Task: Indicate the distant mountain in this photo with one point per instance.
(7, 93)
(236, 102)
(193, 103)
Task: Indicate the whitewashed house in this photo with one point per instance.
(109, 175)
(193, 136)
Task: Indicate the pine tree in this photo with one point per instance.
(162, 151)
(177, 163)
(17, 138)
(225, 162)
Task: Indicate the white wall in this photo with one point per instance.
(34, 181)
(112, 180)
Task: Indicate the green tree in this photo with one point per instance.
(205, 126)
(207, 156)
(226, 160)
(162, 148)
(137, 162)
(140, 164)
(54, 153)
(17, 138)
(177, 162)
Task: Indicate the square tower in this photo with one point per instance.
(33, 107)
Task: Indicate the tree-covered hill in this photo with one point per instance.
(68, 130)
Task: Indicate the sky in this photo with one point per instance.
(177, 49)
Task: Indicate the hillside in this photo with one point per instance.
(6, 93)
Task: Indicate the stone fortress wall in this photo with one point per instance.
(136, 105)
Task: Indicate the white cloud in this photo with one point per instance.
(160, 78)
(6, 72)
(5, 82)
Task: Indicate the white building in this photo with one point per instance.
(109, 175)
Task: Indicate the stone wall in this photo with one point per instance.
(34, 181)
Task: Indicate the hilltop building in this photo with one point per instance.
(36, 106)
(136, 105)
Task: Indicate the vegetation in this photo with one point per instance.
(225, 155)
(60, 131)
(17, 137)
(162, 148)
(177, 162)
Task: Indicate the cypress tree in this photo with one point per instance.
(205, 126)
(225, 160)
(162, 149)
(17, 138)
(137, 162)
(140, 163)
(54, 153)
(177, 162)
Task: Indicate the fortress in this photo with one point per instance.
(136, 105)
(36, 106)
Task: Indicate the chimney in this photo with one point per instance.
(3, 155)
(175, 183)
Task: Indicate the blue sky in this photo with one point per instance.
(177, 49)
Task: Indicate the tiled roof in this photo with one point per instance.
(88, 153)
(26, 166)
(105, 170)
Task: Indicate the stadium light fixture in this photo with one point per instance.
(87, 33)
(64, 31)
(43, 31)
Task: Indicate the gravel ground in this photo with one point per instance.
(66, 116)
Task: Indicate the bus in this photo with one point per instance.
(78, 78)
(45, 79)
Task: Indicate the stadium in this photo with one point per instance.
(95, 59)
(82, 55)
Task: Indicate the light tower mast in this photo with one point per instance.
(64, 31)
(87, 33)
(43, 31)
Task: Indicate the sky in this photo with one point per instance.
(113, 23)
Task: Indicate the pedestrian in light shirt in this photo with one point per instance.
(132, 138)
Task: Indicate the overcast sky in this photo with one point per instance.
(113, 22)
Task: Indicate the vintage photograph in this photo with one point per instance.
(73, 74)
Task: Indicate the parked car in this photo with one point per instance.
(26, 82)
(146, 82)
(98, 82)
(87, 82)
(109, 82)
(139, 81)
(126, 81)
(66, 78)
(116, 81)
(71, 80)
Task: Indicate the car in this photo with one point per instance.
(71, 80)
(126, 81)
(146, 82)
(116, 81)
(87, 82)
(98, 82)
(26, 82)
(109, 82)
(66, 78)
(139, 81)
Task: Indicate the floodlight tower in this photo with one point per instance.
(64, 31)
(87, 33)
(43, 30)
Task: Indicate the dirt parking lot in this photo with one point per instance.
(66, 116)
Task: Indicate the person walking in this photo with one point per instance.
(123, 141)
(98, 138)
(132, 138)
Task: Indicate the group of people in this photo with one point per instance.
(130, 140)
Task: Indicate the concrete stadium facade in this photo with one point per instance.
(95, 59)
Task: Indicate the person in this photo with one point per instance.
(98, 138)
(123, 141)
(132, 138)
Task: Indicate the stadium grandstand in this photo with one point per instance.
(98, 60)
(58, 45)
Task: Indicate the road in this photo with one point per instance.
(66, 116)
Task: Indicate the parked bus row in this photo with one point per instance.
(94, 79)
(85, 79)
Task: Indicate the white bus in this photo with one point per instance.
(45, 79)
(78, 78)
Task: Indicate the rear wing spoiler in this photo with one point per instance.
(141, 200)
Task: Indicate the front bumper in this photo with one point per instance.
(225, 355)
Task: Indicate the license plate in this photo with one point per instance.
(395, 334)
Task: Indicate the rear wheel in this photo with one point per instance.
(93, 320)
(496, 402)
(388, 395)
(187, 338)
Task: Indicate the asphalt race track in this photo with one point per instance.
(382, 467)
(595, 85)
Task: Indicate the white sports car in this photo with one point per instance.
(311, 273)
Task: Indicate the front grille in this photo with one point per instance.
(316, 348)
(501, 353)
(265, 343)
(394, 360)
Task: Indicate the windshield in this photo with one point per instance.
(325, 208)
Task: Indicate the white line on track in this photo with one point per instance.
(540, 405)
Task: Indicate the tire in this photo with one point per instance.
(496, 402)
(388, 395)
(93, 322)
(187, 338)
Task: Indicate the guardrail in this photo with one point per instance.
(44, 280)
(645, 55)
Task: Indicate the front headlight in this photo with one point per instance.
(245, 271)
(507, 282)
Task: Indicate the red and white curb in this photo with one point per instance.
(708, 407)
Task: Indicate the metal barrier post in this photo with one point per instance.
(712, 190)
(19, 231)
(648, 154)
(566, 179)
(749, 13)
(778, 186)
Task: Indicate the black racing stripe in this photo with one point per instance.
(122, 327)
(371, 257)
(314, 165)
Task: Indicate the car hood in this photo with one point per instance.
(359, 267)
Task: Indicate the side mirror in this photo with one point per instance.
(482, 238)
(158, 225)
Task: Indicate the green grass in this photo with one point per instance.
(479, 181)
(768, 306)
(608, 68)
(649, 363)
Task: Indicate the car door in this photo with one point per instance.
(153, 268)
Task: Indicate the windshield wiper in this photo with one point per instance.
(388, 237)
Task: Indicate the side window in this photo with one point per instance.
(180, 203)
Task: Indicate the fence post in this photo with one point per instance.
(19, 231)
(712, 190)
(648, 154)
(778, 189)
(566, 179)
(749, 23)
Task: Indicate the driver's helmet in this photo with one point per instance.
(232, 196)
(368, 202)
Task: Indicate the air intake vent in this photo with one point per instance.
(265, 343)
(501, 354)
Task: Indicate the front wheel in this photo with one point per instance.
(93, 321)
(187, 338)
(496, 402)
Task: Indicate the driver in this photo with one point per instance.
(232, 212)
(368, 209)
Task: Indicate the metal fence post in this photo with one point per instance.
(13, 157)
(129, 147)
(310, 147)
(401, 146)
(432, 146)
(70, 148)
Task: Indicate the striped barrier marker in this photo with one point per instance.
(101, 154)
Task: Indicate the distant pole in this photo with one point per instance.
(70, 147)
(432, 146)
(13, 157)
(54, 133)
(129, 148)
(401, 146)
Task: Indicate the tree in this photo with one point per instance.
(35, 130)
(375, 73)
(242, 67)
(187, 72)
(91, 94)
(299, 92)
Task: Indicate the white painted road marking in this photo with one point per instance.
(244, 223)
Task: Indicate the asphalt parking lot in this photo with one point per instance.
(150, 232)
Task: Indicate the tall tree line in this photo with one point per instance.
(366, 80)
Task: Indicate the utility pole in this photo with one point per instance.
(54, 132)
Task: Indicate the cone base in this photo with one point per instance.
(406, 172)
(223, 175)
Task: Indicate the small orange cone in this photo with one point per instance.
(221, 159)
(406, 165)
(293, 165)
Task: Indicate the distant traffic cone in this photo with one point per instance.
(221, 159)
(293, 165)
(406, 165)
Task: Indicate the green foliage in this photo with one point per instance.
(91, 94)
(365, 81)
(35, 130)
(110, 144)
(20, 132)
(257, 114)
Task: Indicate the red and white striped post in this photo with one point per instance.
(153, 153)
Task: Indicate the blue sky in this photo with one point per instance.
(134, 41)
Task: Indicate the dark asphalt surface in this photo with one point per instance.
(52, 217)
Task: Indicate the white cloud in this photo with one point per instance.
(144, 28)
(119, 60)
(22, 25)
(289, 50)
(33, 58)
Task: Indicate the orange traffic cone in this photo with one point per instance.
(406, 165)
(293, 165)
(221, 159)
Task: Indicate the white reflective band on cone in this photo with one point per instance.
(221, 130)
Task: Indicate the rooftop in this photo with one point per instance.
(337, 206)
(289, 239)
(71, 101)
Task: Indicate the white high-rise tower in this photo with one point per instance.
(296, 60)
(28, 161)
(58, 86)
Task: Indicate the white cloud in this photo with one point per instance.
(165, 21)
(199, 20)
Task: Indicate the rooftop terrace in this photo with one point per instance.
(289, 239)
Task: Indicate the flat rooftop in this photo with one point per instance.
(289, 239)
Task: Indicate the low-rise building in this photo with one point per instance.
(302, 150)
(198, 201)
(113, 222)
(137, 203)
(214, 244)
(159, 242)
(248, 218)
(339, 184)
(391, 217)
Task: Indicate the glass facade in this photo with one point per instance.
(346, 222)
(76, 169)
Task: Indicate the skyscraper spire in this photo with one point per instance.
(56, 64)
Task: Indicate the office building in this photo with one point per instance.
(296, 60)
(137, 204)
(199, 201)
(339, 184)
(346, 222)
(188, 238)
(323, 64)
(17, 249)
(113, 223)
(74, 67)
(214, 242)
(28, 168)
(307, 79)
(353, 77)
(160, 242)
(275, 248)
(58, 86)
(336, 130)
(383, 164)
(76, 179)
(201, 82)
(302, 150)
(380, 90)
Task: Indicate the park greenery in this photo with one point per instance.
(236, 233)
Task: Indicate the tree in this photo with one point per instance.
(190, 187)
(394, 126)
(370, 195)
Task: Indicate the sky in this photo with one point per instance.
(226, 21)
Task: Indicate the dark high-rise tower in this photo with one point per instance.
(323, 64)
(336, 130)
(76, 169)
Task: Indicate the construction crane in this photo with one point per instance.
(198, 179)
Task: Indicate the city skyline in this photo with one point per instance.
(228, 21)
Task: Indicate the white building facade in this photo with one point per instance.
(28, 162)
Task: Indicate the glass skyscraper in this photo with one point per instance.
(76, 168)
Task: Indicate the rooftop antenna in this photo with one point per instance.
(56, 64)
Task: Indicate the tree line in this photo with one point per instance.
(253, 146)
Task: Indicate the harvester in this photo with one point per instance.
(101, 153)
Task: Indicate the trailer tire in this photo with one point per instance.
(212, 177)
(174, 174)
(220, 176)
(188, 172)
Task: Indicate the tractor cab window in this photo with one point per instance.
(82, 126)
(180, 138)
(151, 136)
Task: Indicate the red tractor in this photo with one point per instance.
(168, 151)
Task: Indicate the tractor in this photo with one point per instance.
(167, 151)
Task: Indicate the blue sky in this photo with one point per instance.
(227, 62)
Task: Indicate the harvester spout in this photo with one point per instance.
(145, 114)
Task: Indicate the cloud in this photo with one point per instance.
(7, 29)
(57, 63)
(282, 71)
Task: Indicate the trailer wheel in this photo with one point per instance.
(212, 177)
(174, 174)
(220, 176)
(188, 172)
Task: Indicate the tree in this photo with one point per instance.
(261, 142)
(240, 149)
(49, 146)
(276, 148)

··········

▶ [What needs to be done]: Repeat, character for character, the lines from the one that holds "Task: Indicate the red tractor" to the final line of the material, inclusive, and no other lines.

▶ [Solution to the exercise]:
Task: Indicate the red tractor in this photo with one point per instance.
(168, 151)
Task: Indicate the tractor in this photo with one point per instance.
(167, 151)
Task: Indicate the blue sky in this photo with one point per instance.
(227, 62)
Task: Indicate the harvester spout in this photo with one point per instance.
(145, 114)
Task: Indicate the cloud in this photo with one point per instance.
(7, 29)
(57, 63)
(282, 71)
Task: Indicate the trailer wheel in this photo with one point per instance.
(212, 177)
(174, 174)
(220, 176)
(188, 172)
Task: Indicate the tree in this photo with one point per instance.
(261, 142)
(240, 149)
(49, 146)
(276, 148)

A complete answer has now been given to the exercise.